* [INPUT RECORDS]
⟨
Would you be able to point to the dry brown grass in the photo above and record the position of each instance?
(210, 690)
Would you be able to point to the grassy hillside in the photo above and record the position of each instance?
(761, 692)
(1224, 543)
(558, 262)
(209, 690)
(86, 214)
⟩
* [WHAT TO DO] Scale the listing starting at the line containing "Would you be able to point to the grassy" and ending at its last line, both included. Rewrite each of those lines in full, requests included, and multiply every point coordinate by 2.3, rounding to the nearest whole number with halves rounded up.

* [OUTPUT OF THE EXERCISE]
Would you be able to point to the grassy hillside in the photo above and record the position of each instance?
(1750, 1592)
(2815, 1249)
(1283, 603)
(481, 1587)
(198, 492)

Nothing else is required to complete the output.